── Estratto ──

Balcani


Home

Kosovo

Scriveteci

I Balcani


NOTIZIE EST #161 - JUGOSLAVIA/KOSOVO
7 febbraio 1999


LE TRATTATIVE POTREBBERO TERMINARE PRIMA ANCORA DI COMINCIARE?

di Arbana Islami

[Questo articolo è stato scritto prima che la delegazione albanese potesse finalmente partire, seppure in ritardo, per Rambouillet, ma offre comunque utili indicazioni sull'atmosfera che ha preceduto l'inizio delle trattative - a.f.]

PRISTINA, 5 febbraio - La partenza della delegazione albanese è stata rimandata, almeno fino a domani, poiché le autorità serbe non consentono la partenza dei rappresentanti dell'UCK. I negoziatori albanesi sperano di potere partire domani. Anche l'apertura della conferenza di Rambouillet verrà con ogni probabilità rimandata. Il portavoce dell'OSCE Sandy Blyth, che è rimasto all'aeroporto tutto il tempo, ha detto di non sapere nulla [in merito a quanto stava accadendo]. [...] Surroi ha detto che la posizione della delegazione è che "non saliremo sugli aerei fino a quando non ci sarà anche l'ultimo di noi". Ma l'aereo alla fine non è partito e tutti sono tornati a Pristina.

Dopo essere tornati a Pristina, piuttosto arrabbiati per non essere stati tutti insieme all'aeroporto, Qosja ha detto: "Così non va bene. Dove sono quelli della LDK ora? Eravamo d'accordo di riunirci tutti qui nel centro della città per muoverci insieme alle ore 13. Non si sono fatti vedere né qui né all'aeroporto. Eravamo d'accordo di essere sempre insieme. Non sapevamo che all'UCK fosse stato rifiutato il permesso di venire, mentre a quanto pare la LDK lo sapeva. Devono avere avuto notizie da qualcuno. E' una cosa molto preoccupante. Non c'era davvero bisogno di cominciare così".

I rappresentanti della LBD e gli intellettuali indipendenti sono alla fine tornati a Pristina un'ora e mezzo dopo, perché i rappresentanti dell'UCK non erano presenti all'aeroporto di Sllatina. Non c'erano garanzie per il loro viaggio fino all'aeroporto e i rappresentanti della LBD e gli intellettuali indipendenti hanno deciso di tornare indietro perché secondo la delegazione albanese "non vi può essere alcuna Rambouillet senza l'UCK". Il fatto che i rappresentanti della LDK non fossero presenti all'aeroporto è stato molto strano e ha causato le più svariate reazioni. I negoziatori albanesi avevano deciso in una riunione svoltasi nella mattinata di partire tutti insieme dal centro alle ore 13. La delegazione della LDK non si è presentata all'ora stabilita e una parte della delegazione (LBD e candidati indipendenti) ha atteso in vano che si facesse vedere. Infine sono partiti dal centro della città alle 13:30.

───

Consegna -
Trascrivi dall'estratto sulla delegazione albanese il passo che comincia con "PRISTINA, 5 febbraio" e termina con "tornati a Pristina.". Usa soltanto l'estratto, senza ricorrere ad altre fonti.

── Materiale fornito ──

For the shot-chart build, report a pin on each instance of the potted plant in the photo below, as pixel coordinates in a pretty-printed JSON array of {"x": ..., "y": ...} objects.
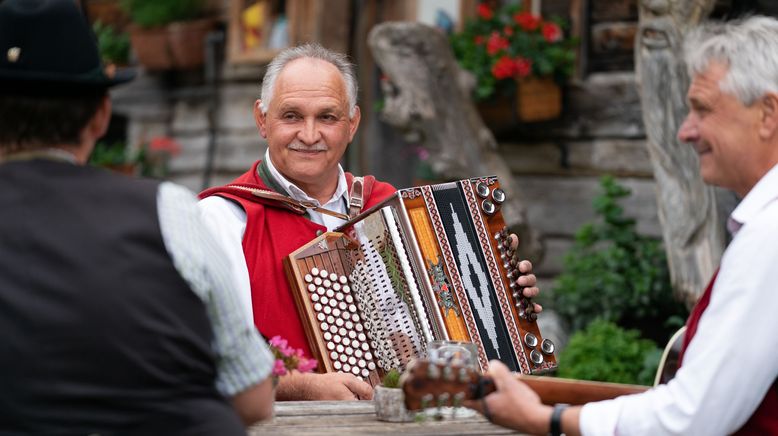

───

Esercizio svolto -
PRISTINA, 5 febbraio - La partenza della delegazione albanese è stata rimandata, almeno fino a domani, poiché le autorità serbe non consentono la partenza dei rappresentanti dell'UCK. I negoziatori albanesi sperano di potere partire domani. Anche l'apertura della conferenza di Rambouillet verrà con ogni probabilità rimandata. Il portavoce dell'OSCE Sandy Blyth, che è rimasto all'aeroporto tutto il tempo, ha detto di non sapere nulla [in merito a quanto stava accadendo]. [...] Surroi ha detto che la posizione della delegazione è che "non saliremo sugli aerei fino a quando non ci sarà anche l'ultimo di noi". Ma l'aereo alla fine non è partito e tutti sono tornati a Pristina.